-- SOURCE EXTRACT --
*** Begin section ***

The underground subculture of German electronic music is argued to be where the first social reunification took place. Dance entrepreneurs in Schöneberg and Kreuzberg organised House parties, with DJ WestBam and Dr. Motte putting on acid house in the club UFO and co-founding the electronic festival, Love Parade, in 1989. Following the fall of the Berlin Wall and the ensuing transitory period of legal uncertainty, growth in the network of illegal techno parties in the East exploded. From unused factories, derelict bunkers, empty sections adjacent to the Wall's remains, youth fused with techno music to form what is argued the first form of social reunification in Germany. These basement places, like Tekknozid and UFO, developed into legendary clubs, including Tresor and E-Werk. Without a curfew, Berlin's clubs and bars did not close. Queer culture thrived at venues like Metropol and tourists from Europe and internationally flew in, known as 'Easy Jet ravers', to participate in Berlin's explosive rave culture of techno, drugs, fashion and excess.

Furthermore, German electronic music contributed into the 21st century's globalised trend of electronic dance music and fusion into modern pop. In the 1990s, increasing commercialisation and the unifying tendencies of globalisation and local islands of cultural creativity, of which Berlin was key, helped form the explosive popularity of modern popular electronic music. German electronic music contributed to a global transition of electronic music from underground art to an international phenomenon, with festivals such as Love Parade, Winterworld and MayDay gaining prominence alongside raves and clubs.

== German electronic artists ==
Funker Vogt is a German electronic-industrial musical group founded in 1995 with an aggressive style. Their debut album was Thanks for Nothing (1996).

Wumpscut is a German Dark electro-industrial group. Formed by Rudy Ratzinger in 1991, they debuted with their album Defcon and remained active until 2017.

Project Pitchfork was a Hamburg-based German Dark Wave electronic artist, inspired by New Wave artists, pop-oriented groups like SPK, and the New Wave movement of arts including Jean Michael Jean and Vangelis. They debuted with their album K.N.K.A in 1990.

Wolfsheim was a German synthpop and darkwave band formed in 1987 in Hamburg, consisting of Heppner and Reinhardt, who split up in 2009 for personal reasons. Their first album, Ken Manage, was released in 1988.

Kraftwerk was a highly influential electronic pop quartet who formed the foundations for synthesiser music in the 70s and 80s. Achieving international commercial fame and success, their songs, "Autobahn" and "The Model", retains a niche cultural following even today.

== Festivals and events ==
Love Parade was central to international electronic music throughout the 1990s and 2000s. First organised in 1989, it involved vans playing techno music for 300 fans. However, after achieving corporate sponsorship and MTV Europe coverage, by 1997 it had 750,000 to 1,500,000 attendees. Love Parade came to an end in 2010 following a stampede that killed 21 and injured more than 500 people.

Winterworld is an electronic music festival held in Karlsruhe, Germany. Into its 17th year, Winterworld plays techno, house, drum and base, and EDM, featuring famous electronic artists such as Chris Liebing, Pendulum and Charlotte de Witte.

Mayday is an electronic music festival in Germany.

*** End section ***

-- TASK BRIEF --
Condense the paragraph in the German electronic music text that begins "Love Parade was central" into a short bulleted list that keeps its main facts.

-- PROVIDED INFORMATION --
*** Begin section ***

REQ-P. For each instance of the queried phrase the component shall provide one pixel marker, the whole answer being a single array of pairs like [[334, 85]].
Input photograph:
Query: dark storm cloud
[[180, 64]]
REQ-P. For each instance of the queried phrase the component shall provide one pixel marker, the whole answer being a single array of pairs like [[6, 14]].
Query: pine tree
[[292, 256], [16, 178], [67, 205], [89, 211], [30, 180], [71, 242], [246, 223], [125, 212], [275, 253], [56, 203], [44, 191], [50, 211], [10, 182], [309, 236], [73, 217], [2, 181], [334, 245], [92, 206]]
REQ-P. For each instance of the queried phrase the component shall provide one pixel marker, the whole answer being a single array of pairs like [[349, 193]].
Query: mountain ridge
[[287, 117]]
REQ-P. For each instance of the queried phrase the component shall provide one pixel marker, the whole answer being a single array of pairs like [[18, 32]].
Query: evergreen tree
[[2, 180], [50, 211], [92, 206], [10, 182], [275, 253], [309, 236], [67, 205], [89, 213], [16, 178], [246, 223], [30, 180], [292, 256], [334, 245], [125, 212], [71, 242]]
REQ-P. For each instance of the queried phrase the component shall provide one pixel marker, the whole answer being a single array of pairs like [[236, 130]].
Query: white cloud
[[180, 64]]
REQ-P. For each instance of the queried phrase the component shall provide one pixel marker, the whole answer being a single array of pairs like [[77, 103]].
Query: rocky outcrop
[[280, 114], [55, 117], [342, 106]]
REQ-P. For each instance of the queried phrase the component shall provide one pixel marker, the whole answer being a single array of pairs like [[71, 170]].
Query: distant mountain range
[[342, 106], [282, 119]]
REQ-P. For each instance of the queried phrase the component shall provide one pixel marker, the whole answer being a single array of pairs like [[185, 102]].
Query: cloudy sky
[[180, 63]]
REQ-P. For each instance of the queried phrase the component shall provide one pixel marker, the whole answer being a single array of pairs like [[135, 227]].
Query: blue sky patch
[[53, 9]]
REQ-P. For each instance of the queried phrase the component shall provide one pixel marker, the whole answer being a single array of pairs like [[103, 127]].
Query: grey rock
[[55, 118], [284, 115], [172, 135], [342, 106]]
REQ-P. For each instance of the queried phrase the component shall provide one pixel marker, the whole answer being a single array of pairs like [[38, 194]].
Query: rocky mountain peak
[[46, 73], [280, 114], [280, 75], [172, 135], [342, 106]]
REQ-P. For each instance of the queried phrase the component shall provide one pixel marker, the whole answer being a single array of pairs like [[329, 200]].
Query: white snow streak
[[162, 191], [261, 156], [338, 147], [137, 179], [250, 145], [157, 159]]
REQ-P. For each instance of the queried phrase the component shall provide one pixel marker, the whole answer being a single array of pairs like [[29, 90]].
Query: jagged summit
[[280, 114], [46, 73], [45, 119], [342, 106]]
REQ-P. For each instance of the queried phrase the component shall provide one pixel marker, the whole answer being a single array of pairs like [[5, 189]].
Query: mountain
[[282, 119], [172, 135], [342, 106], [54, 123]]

*** End section ***

-- ANSWER BELOW --
- Central to international electronic music in the 1990s and 2000s
- First held in 1989: vans playing techno for 300 fans
- By 1997, after corporate sponsorship and MTV Europe coverage: 750,000 to 1,500,000 attendees
- Ended in 2010 after a stampede killed 21 and injured more than 500